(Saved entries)
Start of Block
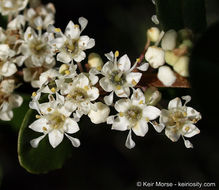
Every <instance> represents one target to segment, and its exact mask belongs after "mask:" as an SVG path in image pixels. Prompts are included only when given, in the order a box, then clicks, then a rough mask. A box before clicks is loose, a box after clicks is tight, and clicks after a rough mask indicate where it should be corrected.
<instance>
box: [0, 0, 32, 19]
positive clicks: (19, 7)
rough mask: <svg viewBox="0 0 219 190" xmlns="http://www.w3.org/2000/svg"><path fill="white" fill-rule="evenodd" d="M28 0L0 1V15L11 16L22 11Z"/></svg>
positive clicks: (25, 6)
mask: <svg viewBox="0 0 219 190" xmlns="http://www.w3.org/2000/svg"><path fill="white" fill-rule="evenodd" d="M27 3H28V0H1V1H0V13H1V14H2V15H12V14H16V13H17V12H19V11H21V10H23V9H24V8H25V7H26V6H27Z"/></svg>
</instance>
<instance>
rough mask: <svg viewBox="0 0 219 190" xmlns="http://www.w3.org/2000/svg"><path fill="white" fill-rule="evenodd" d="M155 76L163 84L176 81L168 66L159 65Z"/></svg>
mask: <svg viewBox="0 0 219 190" xmlns="http://www.w3.org/2000/svg"><path fill="white" fill-rule="evenodd" d="M157 77H158V79H159V80H160V81H161V82H162V83H163V84H164V85H165V86H171V85H172V84H173V83H174V82H175V81H176V76H175V74H174V72H173V71H172V69H171V68H170V67H168V66H162V67H160V68H159V70H158V74H157Z"/></svg>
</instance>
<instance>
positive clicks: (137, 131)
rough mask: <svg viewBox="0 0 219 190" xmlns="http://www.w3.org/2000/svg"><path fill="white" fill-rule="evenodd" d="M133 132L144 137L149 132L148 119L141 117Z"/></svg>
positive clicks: (132, 129)
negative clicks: (144, 119) (145, 119)
mask: <svg viewBox="0 0 219 190" xmlns="http://www.w3.org/2000/svg"><path fill="white" fill-rule="evenodd" d="M132 130H133V132H134V133H135V134H136V135H137V136H140V137H144V136H145V134H146V133H147V132H148V124H147V122H146V120H143V119H141V120H140V121H139V122H138V123H137V124H136V125H135V126H134V127H133V128H132Z"/></svg>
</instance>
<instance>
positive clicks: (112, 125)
mask: <svg viewBox="0 0 219 190" xmlns="http://www.w3.org/2000/svg"><path fill="white" fill-rule="evenodd" d="M128 125H129V122H128V121H127V119H126V118H125V117H117V118H116V119H115V120H114V122H113V125H112V129H114V130H118V131H125V130H127V129H128Z"/></svg>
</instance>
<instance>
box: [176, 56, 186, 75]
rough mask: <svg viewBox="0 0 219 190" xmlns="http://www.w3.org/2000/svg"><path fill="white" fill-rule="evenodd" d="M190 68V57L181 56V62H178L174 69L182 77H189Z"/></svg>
mask: <svg viewBox="0 0 219 190" xmlns="http://www.w3.org/2000/svg"><path fill="white" fill-rule="evenodd" d="M188 66H189V57H188V56H181V57H180V58H179V60H178V61H177V62H176V64H175V65H174V67H173V69H174V70H175V71H176V72H177V73H179V74H180V75H181V76H183V77H188V76H189V71H188Z"/></svg>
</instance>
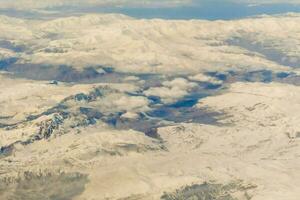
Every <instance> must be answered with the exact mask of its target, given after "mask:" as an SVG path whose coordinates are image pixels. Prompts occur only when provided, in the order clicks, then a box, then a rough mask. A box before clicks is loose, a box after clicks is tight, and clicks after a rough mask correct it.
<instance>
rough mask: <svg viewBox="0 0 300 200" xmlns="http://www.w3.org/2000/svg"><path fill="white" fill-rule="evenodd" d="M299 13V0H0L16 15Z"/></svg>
mask: <svg viewBox="0 0 300 200" xmlns="http://www.w3.org/2000/svg"><path fill="white" fill-rule="evenodd" d="M287 12H300V0H288V1H287V0H0V14H4V15H9V16H15V17H29V18H30V17H40V16H61V15H75V14H85V13H122V14H126V15H129V16H132V17H137V18H164V19H209V20H217V19H225V20H226V19H238V18H244V17H249V16H256V15H262V14H281V13H287Z"/></svg>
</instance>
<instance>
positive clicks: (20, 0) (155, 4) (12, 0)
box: [0, 0, 192, 10]
mask: <svg viewBox="0 0 300 200" xmlns="http://www.w3.org/2000/svg"><path fill="white" fill-rule="evenodd" d="M191 1H192V0H0V8H6V9H20V10H23V9H46V8H55V7H63V6H72V7H79V8H80V7H91V6H116V7H122V6H147V7H152V6H154V7H155V6H164V7H170V6H177V5H182V4H187V3H191Z"/></svg>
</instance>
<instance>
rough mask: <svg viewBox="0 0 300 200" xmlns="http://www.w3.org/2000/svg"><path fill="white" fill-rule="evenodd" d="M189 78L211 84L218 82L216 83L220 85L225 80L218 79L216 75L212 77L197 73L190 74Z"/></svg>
End of Block
_WHAT THE TASK REQUIRES:_
Exactly as written, reproduce all of the entries while dropping the pictures.

_COMPLETED TASK:_
Every <instance> represents one target to segment, and its exact mask belongs after "mask:" as an SVG path in image pixels. Prompts are included only when given, in the order a box, then clicks, then a rough mask. A box before clicks is loose, a box after clicks is tight, and clicks after a rough mask indicate where it should be corrected.
<instance>
box: [0, 0, 32, 19]
positive clicks: (19, 7)
rough mask: <svg viewBox="0 0 219 190" xmlns="http://www.w3.org/2000/svg"><path fill="white" fill-rule="evenodd" d="M28 0L0 1V15L11 16L22 11Z"/></svg>
positive clicks: (25, 6)
mask: <svg viewBox="0 0 219 190" xmlns="http://www.w3.org/2000/svg"><path fill="white" fill-rule="evenodd" d="M27 3H28V0H1V1H0V13H1V14H2V15H12V14H16V13H17V12H19V11H21V10H23V9H24V8H25V7H26V6H27Z"/></svg>
</instance>
<instance>
rough mask: <svg viewBox="0 0 219 190" xmlns="http://www.w3.org/2000/svg"><path fill="white" fill-rule="evenodd" d="M155 76L163 84L176 81L168 66L159 65Z"/></svg>
mask: <svg viewBox="0 0 219 190" xmlns="http://www.w3.org/2000/svg"><path fill="white" fill-rule="evenodd" d="M157 77H158V79H159V80H160V81H161V82H162V83H163V84H164V85H165V86H171V85H172V84H173V83H174V82H175V81H176V76H175V74H174V72H173V71H172V69H171V68H170V67H168V66H162V67H160V68H159V70H158V74H157Z"/></svg>
</instance>
<instance>
positive clicks: (137, 131)
rough mask: <svg viewBox="0 0 219 190" xmlns="http://www.w3.org/2000/svg"><path fill="white" fill-rule="evenodd" d="M133 132L144 137L149 132L148 119L141 117Z"/></svg>
positive clicks: (132, 129)
negative clicks: (144, 119) (145, 119)
mask: <svg viewBox="0 0 219 190" xmlns="http://www.w3.org/2000/svg"><path fill="white" fill-rule="evenodd" d="M132 130H133V132H134V133H135V134H136V135H137V136H140V137H144V136H145V134H146V133H147V132H148V124H147V122H146V120H143V119H141V120H140V121H139V122H138V123H137V124H136V125H135V126H134V127H133V128H132Z"/></svg>
</instance>
<instance>
positive clicks: (112, 125)
mask: <svg viewBox="0 0 219 190" xmlns="http://www.w3.org/2000/svg"><path fill="white" fill-rule="evenodd" d="M128 125H129V122H128V121H127V119H126V118H125V117H117V118H116V119H115V120H114V122H113V125H112V129H114V130H118V131H125V130H127V129H128Z"/></svg>
</instance>
<instance>
box: [176, 56, 186, 75]
rough mask: <svg viewBox="0 0 219 190" xmlns="http://www.w3.org/2000/svg"><path fill="white" fill-rule="evenodd" d="M190 68V57L181 56V62H178L174 69L182 77H189Z"/></svg>
mask: <svg viewBox="0 0 219 190" xmlns="http://www.w3.org/2000/svg"><path fill="white" fill-rule="evenodd" d="M188 66H189V57H188V56H181V57H180V58H179V60H178V61H177V62H176V64H175V65H174V67H173V69H174V70H175V71H176V72H177V73H179V74H180V75H181V76H183V77H188V76H189V71H188Z"/></svg>
</instance>
Every <instance> must be answered with the exact mask of its target, given after "mask:" as an SVG path whose coordinates are image pixels. Prompts occur only when provided, in the order clicks, then a box, then a rough mask. A box before clicks is loose, a box after clicks is tight, and clicks after a rough mask correct it.
<instance>
rough mask: <svg viewBox="0 0 300 200" xmlns="http://www.w3.org/2000/svg"><path fill="white" fill-rule="evenodd" d="M299 13V0H0L16 15Z"/></svg>
mask: <svg viewBox="0 0 300 200" xmlns="http://www.w3.org/2000/svg"><path fill="white" fill-rule="evenodd" d="M287 12H300V0H288V1H287V0H0V14H4V15H9V16H15V17H29V18H30V17H40V16H61V15H75V14H85V13H122V14H126V15H129V16H132V17H137V18H164V19H209V20H217V19H225V20H226V19H238V18H244V17H249V16H256V15H262V14H281V13H287Z"/></svg>
</instance>
<instance>
positive clicks: (20, 0) (155, 4) (12, 0)
box: [0, 0, 192, 10]
mask: <svg viewBox="0 0 300 200" xmlns="http://www.w3.org/2000/svg"><path fill="white" fill-rule="evenodd" d="M191 1H192V0H0V8H6V9H20V10H23V9H46V8H55V7H63V6H72V7H79V8H80V7H91V6H116V7H122V6H147V7H152V6H154V7H155V6H164V7H170V6H177V5H182V4H187V3H191Z"/></svg>
</instance>
<instance>
rough mask: <svg viewBox="0 0 300 200" xmlns="http://www.w3.org/2000/svg"><path fill="white" fill-rule="evenodd" d="M189 78L211 84L218 82L216 83L220 85L225 80L218 79L216 75L212 77L197 73L190 74Z"/></svg>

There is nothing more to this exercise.